## YOUR INSTRUCTIONS
Locate every line in the records below that holds the word "trees" and return each one.

#### INFORMATION SHOWN ####

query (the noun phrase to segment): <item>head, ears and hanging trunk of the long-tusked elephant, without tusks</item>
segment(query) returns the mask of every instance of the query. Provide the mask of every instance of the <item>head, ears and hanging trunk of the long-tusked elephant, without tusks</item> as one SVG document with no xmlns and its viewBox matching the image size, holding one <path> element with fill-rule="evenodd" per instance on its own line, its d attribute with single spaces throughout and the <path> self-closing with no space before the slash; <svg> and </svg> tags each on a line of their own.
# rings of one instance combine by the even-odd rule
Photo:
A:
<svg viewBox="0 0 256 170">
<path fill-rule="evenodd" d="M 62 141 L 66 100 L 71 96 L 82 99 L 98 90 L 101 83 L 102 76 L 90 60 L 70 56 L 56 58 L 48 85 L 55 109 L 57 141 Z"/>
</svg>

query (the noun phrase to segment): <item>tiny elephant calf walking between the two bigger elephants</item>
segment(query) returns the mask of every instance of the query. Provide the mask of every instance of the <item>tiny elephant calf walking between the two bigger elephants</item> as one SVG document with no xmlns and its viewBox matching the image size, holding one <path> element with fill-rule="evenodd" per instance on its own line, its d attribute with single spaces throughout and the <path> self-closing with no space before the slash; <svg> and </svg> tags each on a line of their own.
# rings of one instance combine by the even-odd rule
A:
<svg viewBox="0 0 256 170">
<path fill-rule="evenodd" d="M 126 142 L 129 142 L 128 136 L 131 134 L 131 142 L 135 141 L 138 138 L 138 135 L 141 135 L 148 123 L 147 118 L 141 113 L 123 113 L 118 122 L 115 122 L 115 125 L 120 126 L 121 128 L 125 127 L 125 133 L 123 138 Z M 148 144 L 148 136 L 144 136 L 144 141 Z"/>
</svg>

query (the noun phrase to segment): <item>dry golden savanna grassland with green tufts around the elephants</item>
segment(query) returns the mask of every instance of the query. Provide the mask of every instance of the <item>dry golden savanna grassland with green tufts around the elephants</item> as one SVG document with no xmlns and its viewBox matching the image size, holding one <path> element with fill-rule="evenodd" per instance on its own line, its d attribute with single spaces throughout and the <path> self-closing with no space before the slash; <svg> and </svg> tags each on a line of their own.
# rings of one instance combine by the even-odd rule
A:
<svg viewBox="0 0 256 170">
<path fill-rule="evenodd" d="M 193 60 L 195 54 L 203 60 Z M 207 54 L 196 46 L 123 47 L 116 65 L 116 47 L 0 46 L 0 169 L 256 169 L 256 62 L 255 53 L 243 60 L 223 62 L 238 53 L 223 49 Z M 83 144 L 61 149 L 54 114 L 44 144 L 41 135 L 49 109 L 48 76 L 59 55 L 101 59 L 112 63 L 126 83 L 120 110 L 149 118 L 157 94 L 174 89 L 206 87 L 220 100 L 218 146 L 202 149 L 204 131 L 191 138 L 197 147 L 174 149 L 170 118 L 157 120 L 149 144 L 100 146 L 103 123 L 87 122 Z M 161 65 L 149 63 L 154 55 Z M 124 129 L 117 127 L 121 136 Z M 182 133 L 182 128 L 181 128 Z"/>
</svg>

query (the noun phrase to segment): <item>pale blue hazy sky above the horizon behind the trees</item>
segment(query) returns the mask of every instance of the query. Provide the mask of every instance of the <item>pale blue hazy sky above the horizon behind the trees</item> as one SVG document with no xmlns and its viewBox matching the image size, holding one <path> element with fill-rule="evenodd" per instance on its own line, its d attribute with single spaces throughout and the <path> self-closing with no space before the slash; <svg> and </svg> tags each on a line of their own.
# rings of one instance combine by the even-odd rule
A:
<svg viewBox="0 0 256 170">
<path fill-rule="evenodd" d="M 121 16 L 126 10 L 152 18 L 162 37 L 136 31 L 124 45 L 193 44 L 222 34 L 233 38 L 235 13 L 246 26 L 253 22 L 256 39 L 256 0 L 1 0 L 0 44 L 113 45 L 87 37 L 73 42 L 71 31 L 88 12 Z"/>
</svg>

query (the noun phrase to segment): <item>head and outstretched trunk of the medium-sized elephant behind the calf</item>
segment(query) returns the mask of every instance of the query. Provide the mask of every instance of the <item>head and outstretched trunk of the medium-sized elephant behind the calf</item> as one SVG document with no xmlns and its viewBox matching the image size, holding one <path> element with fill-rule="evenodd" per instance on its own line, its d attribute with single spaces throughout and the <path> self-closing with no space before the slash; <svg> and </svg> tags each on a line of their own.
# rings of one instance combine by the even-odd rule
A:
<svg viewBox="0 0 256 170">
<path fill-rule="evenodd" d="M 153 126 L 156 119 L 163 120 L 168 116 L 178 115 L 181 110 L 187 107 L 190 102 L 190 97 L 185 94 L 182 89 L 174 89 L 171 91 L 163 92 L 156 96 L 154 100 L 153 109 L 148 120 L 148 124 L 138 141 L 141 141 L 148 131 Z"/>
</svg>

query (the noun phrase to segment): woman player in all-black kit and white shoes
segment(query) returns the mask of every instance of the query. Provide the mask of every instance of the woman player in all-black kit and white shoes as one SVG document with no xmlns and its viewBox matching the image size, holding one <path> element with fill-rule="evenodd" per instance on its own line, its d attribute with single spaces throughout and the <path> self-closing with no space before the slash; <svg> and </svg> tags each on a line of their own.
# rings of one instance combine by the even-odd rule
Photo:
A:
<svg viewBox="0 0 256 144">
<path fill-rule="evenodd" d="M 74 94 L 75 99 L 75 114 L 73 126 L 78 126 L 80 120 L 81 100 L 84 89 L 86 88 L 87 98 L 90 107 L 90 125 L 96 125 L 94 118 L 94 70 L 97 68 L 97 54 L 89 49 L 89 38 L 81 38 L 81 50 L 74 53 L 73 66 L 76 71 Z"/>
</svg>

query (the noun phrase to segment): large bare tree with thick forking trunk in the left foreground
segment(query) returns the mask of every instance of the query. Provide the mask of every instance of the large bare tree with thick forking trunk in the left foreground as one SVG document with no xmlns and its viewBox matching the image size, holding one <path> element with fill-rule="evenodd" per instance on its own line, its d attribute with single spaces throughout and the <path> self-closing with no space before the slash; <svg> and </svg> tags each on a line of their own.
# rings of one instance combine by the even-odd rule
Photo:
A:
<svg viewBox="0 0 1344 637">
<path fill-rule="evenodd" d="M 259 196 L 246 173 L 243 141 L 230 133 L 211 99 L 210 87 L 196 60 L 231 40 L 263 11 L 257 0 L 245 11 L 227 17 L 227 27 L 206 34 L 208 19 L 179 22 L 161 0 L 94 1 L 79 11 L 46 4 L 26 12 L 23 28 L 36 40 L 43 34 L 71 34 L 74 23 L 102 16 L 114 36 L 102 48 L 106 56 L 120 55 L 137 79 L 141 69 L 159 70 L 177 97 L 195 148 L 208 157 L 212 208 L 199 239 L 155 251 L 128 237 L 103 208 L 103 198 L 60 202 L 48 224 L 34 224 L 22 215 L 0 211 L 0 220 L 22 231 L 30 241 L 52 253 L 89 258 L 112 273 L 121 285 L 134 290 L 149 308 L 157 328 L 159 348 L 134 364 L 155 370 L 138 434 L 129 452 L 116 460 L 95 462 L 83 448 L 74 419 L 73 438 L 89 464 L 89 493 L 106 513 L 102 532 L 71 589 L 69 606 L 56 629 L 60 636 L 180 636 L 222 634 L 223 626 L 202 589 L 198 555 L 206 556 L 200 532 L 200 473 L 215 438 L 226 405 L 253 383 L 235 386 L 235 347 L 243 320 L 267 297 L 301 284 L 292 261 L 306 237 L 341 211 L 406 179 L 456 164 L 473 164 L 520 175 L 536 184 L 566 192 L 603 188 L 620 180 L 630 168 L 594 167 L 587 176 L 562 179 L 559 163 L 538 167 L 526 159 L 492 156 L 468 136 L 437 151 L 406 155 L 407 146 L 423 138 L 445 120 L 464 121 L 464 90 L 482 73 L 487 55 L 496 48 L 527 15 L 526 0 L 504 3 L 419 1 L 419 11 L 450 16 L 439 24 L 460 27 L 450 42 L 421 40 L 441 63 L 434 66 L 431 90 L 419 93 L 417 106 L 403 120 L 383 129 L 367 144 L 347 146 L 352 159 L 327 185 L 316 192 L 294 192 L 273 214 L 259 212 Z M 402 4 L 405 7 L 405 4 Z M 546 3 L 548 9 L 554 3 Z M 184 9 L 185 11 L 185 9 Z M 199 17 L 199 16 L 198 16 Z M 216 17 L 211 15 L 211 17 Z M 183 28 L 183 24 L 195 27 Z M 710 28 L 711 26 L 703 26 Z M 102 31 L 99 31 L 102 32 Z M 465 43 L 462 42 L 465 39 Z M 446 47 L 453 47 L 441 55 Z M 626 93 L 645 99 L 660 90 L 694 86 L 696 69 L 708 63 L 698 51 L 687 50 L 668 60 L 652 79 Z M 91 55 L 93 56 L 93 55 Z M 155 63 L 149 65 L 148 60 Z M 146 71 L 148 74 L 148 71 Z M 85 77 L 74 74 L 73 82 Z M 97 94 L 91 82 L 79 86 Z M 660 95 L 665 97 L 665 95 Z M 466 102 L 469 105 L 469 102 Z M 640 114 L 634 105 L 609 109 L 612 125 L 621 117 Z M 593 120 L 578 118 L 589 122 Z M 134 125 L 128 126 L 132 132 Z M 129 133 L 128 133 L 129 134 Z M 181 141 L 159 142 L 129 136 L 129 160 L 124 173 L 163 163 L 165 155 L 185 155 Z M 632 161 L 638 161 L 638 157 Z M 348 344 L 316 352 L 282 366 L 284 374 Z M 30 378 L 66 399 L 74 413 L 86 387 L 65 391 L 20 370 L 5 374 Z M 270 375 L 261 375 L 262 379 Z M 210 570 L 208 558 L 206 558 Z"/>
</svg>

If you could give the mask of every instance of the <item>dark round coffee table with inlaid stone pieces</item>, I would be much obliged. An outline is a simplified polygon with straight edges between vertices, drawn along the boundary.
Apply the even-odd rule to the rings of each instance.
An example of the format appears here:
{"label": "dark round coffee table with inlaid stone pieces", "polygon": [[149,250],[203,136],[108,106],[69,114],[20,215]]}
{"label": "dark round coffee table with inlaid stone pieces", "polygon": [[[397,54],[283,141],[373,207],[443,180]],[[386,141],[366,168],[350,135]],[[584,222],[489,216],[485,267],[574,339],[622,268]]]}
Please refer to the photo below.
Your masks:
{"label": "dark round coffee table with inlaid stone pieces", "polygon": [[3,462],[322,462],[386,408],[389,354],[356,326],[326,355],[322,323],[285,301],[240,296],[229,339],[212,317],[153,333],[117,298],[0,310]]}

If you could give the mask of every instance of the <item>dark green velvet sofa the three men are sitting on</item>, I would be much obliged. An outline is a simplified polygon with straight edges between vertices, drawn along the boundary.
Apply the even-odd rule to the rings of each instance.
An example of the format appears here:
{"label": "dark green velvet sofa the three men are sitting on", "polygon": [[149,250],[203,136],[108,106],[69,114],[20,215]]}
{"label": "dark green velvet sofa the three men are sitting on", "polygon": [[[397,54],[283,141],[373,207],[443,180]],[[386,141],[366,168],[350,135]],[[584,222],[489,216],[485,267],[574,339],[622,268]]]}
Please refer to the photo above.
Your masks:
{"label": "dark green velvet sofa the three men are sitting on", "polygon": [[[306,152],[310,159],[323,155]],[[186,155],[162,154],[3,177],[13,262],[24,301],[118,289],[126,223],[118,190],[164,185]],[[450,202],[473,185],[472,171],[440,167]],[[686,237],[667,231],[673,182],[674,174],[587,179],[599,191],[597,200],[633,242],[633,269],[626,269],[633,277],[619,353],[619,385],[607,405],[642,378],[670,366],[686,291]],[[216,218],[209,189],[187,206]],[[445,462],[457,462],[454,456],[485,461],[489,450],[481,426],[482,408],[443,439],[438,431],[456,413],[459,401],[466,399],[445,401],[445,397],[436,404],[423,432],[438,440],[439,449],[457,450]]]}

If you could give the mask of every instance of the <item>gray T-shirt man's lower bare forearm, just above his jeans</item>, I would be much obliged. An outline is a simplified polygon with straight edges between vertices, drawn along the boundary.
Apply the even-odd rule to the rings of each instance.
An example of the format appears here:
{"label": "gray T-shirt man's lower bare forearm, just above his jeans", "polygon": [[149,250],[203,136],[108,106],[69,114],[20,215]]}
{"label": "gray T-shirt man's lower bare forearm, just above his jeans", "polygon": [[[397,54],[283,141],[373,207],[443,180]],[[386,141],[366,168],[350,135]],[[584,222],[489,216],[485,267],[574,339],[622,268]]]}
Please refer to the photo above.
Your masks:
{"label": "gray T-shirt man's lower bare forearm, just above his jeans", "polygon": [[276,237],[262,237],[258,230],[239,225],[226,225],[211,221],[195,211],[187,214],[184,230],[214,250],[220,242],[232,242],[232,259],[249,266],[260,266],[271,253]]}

####

## ANSWER
query (the noun phrase to segment): <item>pale blue hazy sky above the horizon behind the trees</item>
segment(query) returns the mask of every instance of the query. Provide the mask of every instance of the <item>pale blue hazy sky above the horizon behind the trees</item> as one SVG document with no xmlns and its viewBox matching the image size, holding one <path> element with fill-rule="evenodd" per instance on its own line, its d attribute with single spaces throughout and the <path> self-closing with no space before the slash; <svg> and </svg> tags each on a line of their own.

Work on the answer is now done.